> [WORK INSTRUCTIONS]
Convert every line of the items below into a JSON array of strings, one string per line, with blank lines omitted.
-- begin ENTRIES SHOWN --
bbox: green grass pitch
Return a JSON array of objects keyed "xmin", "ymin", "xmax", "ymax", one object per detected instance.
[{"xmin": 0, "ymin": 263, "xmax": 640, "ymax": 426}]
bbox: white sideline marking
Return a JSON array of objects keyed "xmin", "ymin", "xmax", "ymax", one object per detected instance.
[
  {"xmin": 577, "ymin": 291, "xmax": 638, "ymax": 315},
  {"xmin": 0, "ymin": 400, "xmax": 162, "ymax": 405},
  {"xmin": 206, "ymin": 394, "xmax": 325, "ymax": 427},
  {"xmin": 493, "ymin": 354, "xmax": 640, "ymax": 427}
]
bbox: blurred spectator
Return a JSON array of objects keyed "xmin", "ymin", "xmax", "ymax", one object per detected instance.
-- end ENTRIES SHOWN --
> [SOLVED EXERCISE]
[
  "bbox: green grass pitch",
  "Return a JSON array of objects keyed \"xmin\", \"ymin\", \"xmax\", \"ymax\", one object per detected instance.",
  "[{\"xmin\": 0, \"ymin\": 263, \"xmax\": 640, \"ymax\": 426}]",
  "bbox: white sideline marking",
  "Return a JSON array of objects keyed \"xmin\", \"ymin\", \"xmax\", \"ymax\", one object per detected instance.",
  "[",
  "  {\"xmin\": 577, \"ymin\": 291, \"xmax\": 638, \"ymax\": 315},",
  "  {\"xmin\": 0, \"ymin\": 400, \"xmax\": 162, \"ymax\": 405},",
  "  {\"xmin\": 206, \"ymin\": 394, \"xmax\": 325, \"ymax\": 427},",
  "  {\"xmin\": 493, \"ymin\": 354, \"xmax\": 640, \"ymax\": 427}",
  "]",
  "bbox: blurred spectator",
  "Return a JSON array of objects keyed \"xmin\", \"ymin\", \"xmax\", \"ymax\", one object per detected instance."
]